==== TASK MATERIAL

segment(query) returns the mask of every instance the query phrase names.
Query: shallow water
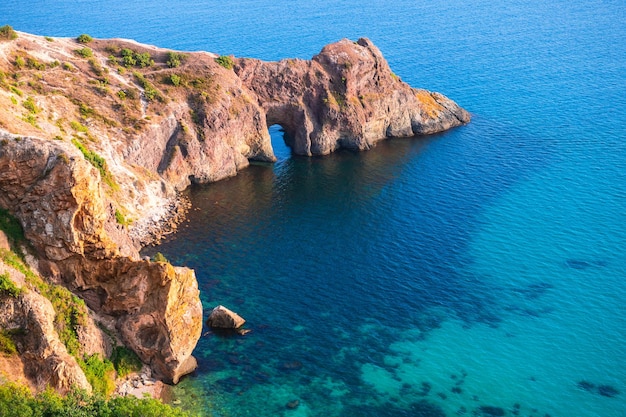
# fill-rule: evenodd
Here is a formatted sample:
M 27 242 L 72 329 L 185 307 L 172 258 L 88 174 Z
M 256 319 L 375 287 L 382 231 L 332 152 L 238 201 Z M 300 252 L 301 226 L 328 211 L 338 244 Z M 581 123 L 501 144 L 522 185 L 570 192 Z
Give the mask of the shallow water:
M 473 114 L 324 158 L 291 157 L 274 127 L 279 162 L 188 191 L 189 222 L 146 253 L 196 269 L 205 311 L 252 332 L 202 337 L 184 407 L 626 416 L 623 2 L 9 0 L 0 16 L 263 59 L 367 36 Z

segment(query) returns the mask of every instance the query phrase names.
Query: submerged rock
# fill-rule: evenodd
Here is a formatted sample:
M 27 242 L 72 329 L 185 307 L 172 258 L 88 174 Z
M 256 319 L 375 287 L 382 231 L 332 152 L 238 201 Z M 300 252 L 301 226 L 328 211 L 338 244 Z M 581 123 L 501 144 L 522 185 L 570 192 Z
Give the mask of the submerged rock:
M 222 305 L 215 307 L 207 319 L 207 325 L 209 327 L 218 329 L 238 329 L 243 326 L 245 322 L 246 321 L 239 314 Z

========

• WHAT IS EXPECTED:
Give back the full data exactly as it reads, but drop the pictures.

• RESPONSE FOR THIS EXERCISE:
segment(query) returns the mask of every instance the query phrase names.
Query: shallow water
# fill-rule: evenodd
Here is a formatted sample:
M 27 242 L 72 329 L 185 307 L 172 258 L 88 174 Z
M 256 319 L 375 287 L 382 231 L 332 152 L 238 201 Z M 300 252 L 301 226 L 328 211 L 338 244 Z M 581 123 L 501 144 L 522 185 L 570 192 Z
Give the mask of the shallow water:
M 473 114 L 324 158 L 291 157 L 274 127 L 279 162 L 188 191 L 189 222 L 146 253 L 196 269 L 205 311 L 252 332 L 202 337 L 184 407 L 626 416 L 623 2 L 9 0 L 0 16 L 263 59 L 367 36 Z

segment(query) returns the mask of every instance the query phrase names.
Query: submerged rock
# fill-rule: evenodd
Here is a formatted sample:
M 27 242 L 72 329 L 185 307 L 172 258 L 88 174 Z
M 256 319 L 375 287 L 382 231 L 332 152 L 238 201 Z M 300 252 L 301 226 L 328 211 L 338 244 Z M 581 123 L 501 144 L 522 185 L 570 192 Z
Give the mask of the submerged rock:
M 222 305 L 215 307 L 207 319 L 207 325 L 209 327 L 218 329 L 238 329 L 243 326 L 245 322 L 246 321 L 239 314 Z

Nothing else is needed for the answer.